2. Segundo o princípio da livre apreciação da prova, o Tribunal baseia a sua decisão, em relação às provas produzidas, na sua íntima convicção, formada a partir do exame e avaliação que faz dos meios de prova trazidos ao processo e de acordo com a sua experiência de vida e de conhecimento das pessoas (cfr. artº.607, nº.5, do C.P.Civil, na redacção da Lei 41/2013, de 26/6). Somente quando a força probatória de certos meios se encontra pré-estabelecida na lei (v.g.força probatória plena dos documentos autênticos - cfr.artº.371, do C.Civil) é que não domina na apreciação das provas produzidas o princípio da livre apreciação.

3. O erro de julgamento de facto ocorre quando o juiz decide mal ou contra os factos apurados. Por outras palavras, tal erro é aquele que respeita a qualquer elemento ou característica da situação “sub judice” que não revista natureza jurídica. O erro de julgamento, de direito ou de facto, somente pode ser banido pela via do recurso e, verificando-se, tem por consequência a revogação da decisão recorrida.

4. No que diz respeito à disciplina da impugnação da decisão de 1ª. Instância relativa à matéria de facto a lei processual civil impõe ao recorrente um ónus rigoroso, cujo incumprimento implica a imediata rejeição do recurso. Ele tem de especificar, obrigatoriamente, na alegação de recurso, não só os pontos de facto que considera incorrectamente julgados, mas também os concretos meios probatórios, constantes do processo ou do registo ou gravação nele realizada, que, em sua opinião, impunham decisão sobre os pontos da matéria de facto impugnados, diversa da adoptada pela decisão recorrida (cfr.artº.685-B, nº.1, do C.P.Civil, “ex vi” do artº.281, do C.P.P.Tributário). Tal ónus rigoroso ainda se pode considerar mais vincado no actual artº.640, nº.1, do C.P.Civil, na redacção resultante da Lei 41/2013, de 26/6.

5. Se a decisão do julgador, no que diz respeito à prova testemunhal produzida, estiver devidamente fundamentada e for uma das soluções plausíveis, segundo as regras da lógica, da ciência e da experiência, ela será inatacável, visto ser proferida em obediência à lei que impõe o julgamento segundo a livre convicção.

> [Lista de dados]:
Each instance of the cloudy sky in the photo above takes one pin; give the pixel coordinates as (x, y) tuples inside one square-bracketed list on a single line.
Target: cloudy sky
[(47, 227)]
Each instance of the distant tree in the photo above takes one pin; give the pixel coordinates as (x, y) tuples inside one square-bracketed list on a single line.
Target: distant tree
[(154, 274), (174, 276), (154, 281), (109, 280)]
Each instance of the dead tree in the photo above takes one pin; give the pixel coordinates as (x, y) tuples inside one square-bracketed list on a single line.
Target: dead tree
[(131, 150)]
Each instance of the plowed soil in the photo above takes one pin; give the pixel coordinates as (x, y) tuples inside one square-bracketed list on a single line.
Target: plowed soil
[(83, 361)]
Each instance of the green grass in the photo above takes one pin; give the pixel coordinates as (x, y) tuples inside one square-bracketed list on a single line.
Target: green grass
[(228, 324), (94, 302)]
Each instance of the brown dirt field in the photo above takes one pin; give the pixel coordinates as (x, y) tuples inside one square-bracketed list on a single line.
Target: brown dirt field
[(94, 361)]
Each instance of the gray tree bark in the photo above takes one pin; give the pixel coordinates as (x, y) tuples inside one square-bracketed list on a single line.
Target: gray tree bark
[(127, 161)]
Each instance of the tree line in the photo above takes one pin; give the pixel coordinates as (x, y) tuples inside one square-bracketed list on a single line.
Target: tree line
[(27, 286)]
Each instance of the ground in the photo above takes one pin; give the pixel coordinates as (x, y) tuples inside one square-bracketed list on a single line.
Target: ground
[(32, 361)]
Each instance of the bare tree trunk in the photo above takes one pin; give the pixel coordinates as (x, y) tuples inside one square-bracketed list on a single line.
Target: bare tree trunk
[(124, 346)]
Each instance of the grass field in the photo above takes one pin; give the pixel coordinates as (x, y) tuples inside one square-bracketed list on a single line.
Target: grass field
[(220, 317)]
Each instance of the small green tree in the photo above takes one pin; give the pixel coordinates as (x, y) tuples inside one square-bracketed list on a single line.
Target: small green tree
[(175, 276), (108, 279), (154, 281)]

> [Descrição do exercício]:
Prossiga o excerto sobre a livre apreciação da prova e o erro de julgamento, redigindo a parte que se segue ao último parágrafo.

> [Resposta]:
6. Ao abrigo do regime constante do artº.13, nº.1, do C.P.Tributário, não existe qualquer presunção legal que imponha que, provada a gerência de direito, por provado se dê o efectivo exercício da função de gerente ou administrador, pelo que compete à Fazenda Pública o ónus da prova dos pressupostos da responsabilidade subsidiária do gerente, neles se incluindo o exercício de facto da gerência, e apenas se podendo esta valer da presunção legal respeitante à culpa pela insuficiência do património social.

7. Nos termos do citado regime recai sobre o gerente o ónus da prova de que não teve culpa pela insuficiência do património social para responder pelos créditos exequendos, sendo que para ilidir a presunção de culpa desse preceito, não basta ao gerente em sede de oposição, mediante contraprova, criar a dúvida quanto à sua culpa pela insuficiência patrimonial da sociedade originária devedora, antes se lhe exigindo que demonstre que a situação de insuficiência se ficou a dever exclusivamente a factores exógenos e que, no exercício da gerência, usou da diligência de um "bonus pater familias" no sentido de evitar essa situação. Por outro lado, a falta de prova a esse propósito deve valorar-se contra o oponente.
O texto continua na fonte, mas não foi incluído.